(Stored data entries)
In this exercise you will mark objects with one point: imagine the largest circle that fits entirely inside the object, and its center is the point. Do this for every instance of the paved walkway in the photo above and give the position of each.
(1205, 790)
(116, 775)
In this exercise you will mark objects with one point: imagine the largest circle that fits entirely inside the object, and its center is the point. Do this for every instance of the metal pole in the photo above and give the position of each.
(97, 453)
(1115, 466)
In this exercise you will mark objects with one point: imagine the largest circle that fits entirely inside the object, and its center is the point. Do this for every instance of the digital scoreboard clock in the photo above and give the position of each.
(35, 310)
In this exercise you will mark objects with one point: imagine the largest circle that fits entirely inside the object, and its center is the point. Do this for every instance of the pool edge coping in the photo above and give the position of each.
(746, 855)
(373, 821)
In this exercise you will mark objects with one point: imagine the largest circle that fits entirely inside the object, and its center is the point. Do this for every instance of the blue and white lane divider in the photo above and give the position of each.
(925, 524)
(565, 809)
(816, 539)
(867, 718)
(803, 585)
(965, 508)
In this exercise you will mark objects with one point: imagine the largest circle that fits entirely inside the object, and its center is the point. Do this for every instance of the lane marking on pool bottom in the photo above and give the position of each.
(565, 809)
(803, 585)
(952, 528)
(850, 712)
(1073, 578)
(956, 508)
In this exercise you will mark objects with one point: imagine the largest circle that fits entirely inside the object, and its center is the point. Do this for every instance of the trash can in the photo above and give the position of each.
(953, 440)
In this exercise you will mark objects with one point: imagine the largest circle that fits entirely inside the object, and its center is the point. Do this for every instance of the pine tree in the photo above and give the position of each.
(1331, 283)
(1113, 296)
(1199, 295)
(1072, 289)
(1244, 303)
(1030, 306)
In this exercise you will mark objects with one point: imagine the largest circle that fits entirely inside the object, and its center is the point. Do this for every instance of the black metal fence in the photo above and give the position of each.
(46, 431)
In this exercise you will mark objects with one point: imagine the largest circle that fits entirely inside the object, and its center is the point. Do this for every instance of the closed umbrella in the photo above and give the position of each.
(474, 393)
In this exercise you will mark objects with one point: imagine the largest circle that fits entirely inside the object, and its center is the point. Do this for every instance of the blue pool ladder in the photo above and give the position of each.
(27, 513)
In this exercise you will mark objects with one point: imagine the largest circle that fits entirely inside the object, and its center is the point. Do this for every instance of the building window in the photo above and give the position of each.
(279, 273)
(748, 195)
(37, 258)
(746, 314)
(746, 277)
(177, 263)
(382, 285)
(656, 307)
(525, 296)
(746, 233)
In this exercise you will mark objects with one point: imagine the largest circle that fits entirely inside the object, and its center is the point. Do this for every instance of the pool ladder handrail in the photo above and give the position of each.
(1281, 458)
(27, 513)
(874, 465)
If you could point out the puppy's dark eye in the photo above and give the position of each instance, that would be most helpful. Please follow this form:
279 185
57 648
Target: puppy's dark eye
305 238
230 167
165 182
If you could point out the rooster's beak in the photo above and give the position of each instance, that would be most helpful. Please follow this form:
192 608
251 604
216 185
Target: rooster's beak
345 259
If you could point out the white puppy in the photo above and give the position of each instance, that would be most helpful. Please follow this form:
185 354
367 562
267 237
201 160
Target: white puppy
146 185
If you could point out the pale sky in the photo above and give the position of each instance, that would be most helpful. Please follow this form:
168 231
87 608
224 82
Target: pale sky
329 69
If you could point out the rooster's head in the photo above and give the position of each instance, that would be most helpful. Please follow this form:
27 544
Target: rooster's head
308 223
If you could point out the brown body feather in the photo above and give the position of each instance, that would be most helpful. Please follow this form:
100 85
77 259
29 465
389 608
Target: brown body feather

=== Exercise aim ===
Every entry needs to be retyped exactly.

=== Answer to the problem ===
In this exercise you will mark objects with one point: imagine the largest circle that fits entirely inside the object, and its center is the point. Do this for every instance of the paved walkway in the photo above and give the position of each.
(1205, 790)
(116, 775)
In this exercise you will mark objects with one point: imagine the largest circle that fits entirely inside the object, and its center is the point. Do this for every instance of the metal pole in the photo above and give the position of each.
(97, 453)
(1115, 466)
In this exercise you will mark objects with one point: imagine the largest circle that fits entirely inside the object, and its center is the point. Do this for every instance of the digital scoreboard clock in the photo above and give the position of each.
(35, 310)
In this exercise you will mark objects with one point: imagine the largest circle that fits entirely inside the object, and its center is the point. Do this for every instance of the pool edge coping in the photo above and give the position of each.
(746, 855)
(373, 821)
In this exercise you will mark objects with one point: imagine the largest circle that fits entirely inside the object, and its center is the point. Do this for every instance of the blue and white lane divider in the photo above and give the position of each.
(925, 524)
(565, 809)
(816, 539)
(867, 718)
(803, 585)
(965, 508)
In this exercise you will mark objects with one point: imagine the largest circle that fits entirely inside the object, and its center is the point. Do this for every instance of the lane marking on pool bottom in the photo above and give the position of each.
(565, 809)
(803, 585)
(952, 528)
(850, 712)
(1073, 578)
(956, 508)
In this exercise you will mark objects with one point: imagine the largest circle that fits entirely inside the object, and its center is the point. Do this for every instance of the trash can in the photo above and give the position of each.
(953, 440)
In this exercise you will mark objects with one point: imagine the largest circle that fits entirely inside the object, and its center is the point. Do this for every instance of the pine tree in the photo above and give the position of each.
(1331, 283)
(1113, 296)
(1199, 295)
(1072, 289)
(1244, 303)
(1030, 306)
In this exercise you will mark objects with one point: imagine the largest circle that fits entirely inside the object, and its center is the point. Do this for every instance of the black metal fence in the photo above and give the position of each.
(46, 431)
In this exercise you will mark objects with one point: imagine the largest circle that fits entirely inside the object, and its center is the point. Do this for every instance of the closed umbrella in the photo above and give the position of each.
(474, 393)
In this exercise you will mark objects with one point: imagine the largest circle that fits entirely inside the object, and its center is the point. Do this for every instance of the blue pool ladder in the photo above and give the position of each.
(27, 513)
In this exercise you will mark objects with one point: imagine the largest circle that fits entirely inside the object, and its center is the point. Do this for every instance of the building window in the photo above and give the position of each.
(279, 273)
(748, 195)
(37, 258)
(746, 314)
(746, 277)
(177, 263)
(382, 285)
(656, 307)
(525, 296)
(746, 233)
In this exercise you will mark objects with one point: imagine the largest circle that fits entirely inside the object, and its center is the point. Do this for every instance of the pool ladder handrail in the photo above and give the position of each.
(1281, 458)
(27, 513)
(874, 465)
If you could point out the puppy's dark eye in the photo above and give the position of each instance, that would be most helpful. Please follow this form:
279 185
57 648
Target: puppy's dark eye
305 238
230 167
165 182
If you could point out the rooster's beak in the photo above and give the position of each instance, that would be most helpful. Please follow this form:
192 608
251 604
216 185
Target: rooster's beak
345 259
If you could point out the white puppy in the photo above and give the position of each instance, that would be most helpful. Please follow this form:
185 354
367 562
267 237
201 160
Target: white puppy
146 185
If you could point out the pale sky in the photo above and give the position of each instance, that would be most helpful. Please follow this form:
168 231
87 608
224 82
Target: pale sky
329 69
If you could point out the rooster's head in the photo above and give the position of each instance, that would be most helpful. Please follow this form:
27 544
Target: rooster's head
308 223
If you could point out the brown body feather in the photo above and give the position of each instance, that would be most helpful. Please follow this form:
100 85
77 259
29 465
389 608
Target: brown body feather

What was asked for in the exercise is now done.